Work to do:
Rewrite the lines below, changing each "disc" to "circle" and leaving everything else as it is.

Records shown:
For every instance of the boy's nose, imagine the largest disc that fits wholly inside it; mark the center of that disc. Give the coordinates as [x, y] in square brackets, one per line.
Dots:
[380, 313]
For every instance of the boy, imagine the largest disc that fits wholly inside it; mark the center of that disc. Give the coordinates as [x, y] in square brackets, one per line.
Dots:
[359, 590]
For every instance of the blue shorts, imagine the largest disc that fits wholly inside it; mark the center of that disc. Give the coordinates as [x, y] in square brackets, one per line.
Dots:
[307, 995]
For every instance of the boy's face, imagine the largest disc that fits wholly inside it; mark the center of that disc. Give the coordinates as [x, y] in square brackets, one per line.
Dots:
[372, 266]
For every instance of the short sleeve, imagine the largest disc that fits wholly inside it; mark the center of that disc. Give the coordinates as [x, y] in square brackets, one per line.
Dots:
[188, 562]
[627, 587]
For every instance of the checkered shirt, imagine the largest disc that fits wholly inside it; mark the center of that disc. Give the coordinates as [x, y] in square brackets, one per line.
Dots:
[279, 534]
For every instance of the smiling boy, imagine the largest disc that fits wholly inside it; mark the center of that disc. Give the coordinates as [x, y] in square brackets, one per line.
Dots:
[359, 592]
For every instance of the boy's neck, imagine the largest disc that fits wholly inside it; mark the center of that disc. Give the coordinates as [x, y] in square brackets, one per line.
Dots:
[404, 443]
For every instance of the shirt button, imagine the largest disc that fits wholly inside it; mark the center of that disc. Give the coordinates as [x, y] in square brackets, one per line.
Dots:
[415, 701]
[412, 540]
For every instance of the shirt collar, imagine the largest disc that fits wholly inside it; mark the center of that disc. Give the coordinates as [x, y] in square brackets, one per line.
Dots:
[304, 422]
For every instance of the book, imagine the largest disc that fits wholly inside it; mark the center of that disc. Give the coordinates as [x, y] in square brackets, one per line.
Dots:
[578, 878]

Solved exercise:
For every instance of the boy's nose, imagine the largest circle that fits wholly inside it; mark the center of that circle. Give the coordinates as [x, y] in square brackets, one per line.
Dots:
[380, 313]
For every instance of the boy, imagine the largest circle that fits wholly inside it; mark the center of that circle. Give the coordinates as [x, y] in square brackets, one per line.
Dots:
[359, 590]
For every instance of the blue shorts, imagine the largest circle that fits wholly inside it; mark the center of that circle. Give the coordinates as [x, y] in square brackets, one per line.
Dots:
[307, 995]
For every instance of the boy's face, imagine the largest circle that fits wholly inside it; mark the center of that circle. Give the coordinates as [x, y] in square brackets, one per line.
Dots:
[372, 266]
For every instance of the short sleeve, imagine the largest circle that fits wholly inside it; mark the center of that circle. Give the coordinates as [x, y] in square brackets, one per line.
Dots:
[188, 562]
[627, 587]
For every instance of the checkered shirt, imagine the largest circle that fits wholly inside it; mark the center of that circle. Give the coordinates as [x, y] in square brackets, one per line.
Dots:
[279, 534]
For every instance of the smiling boy, imagine the largest circle that fits wholly inside it; mark the center of that circle. Give the coordinates as [x, y] in square brackets, one per line.
Dots:
[359, 592]
For every instance of the boy's neck, imagine the largest circle that fits wholly inside it; mark the center of that circle. Give the coordinates as [x, y] in square brackets, one per line.
Dots:
[404, 443]
For every instance of the shirt button, imagine the largest circle that fits wholly inside it; mark the center of that circle. Give the coordinates as [x, y] in square brackets, one per line.
Dots:
[415, 701]
[412, 540]
For every instance of the shirt collar, imagine the largest circle that fits wholly inside it; mark the center of that circle. Give the coordinates as [x, y] in square brackets, one per line.
Dots:
[304, 422]
For every instance of the book, imagine the largest circle that fits wholly inside it; mark the center of that circle. Give the coordinates as [x, y] in square brackets, one per line.
Dots:
[578, 878]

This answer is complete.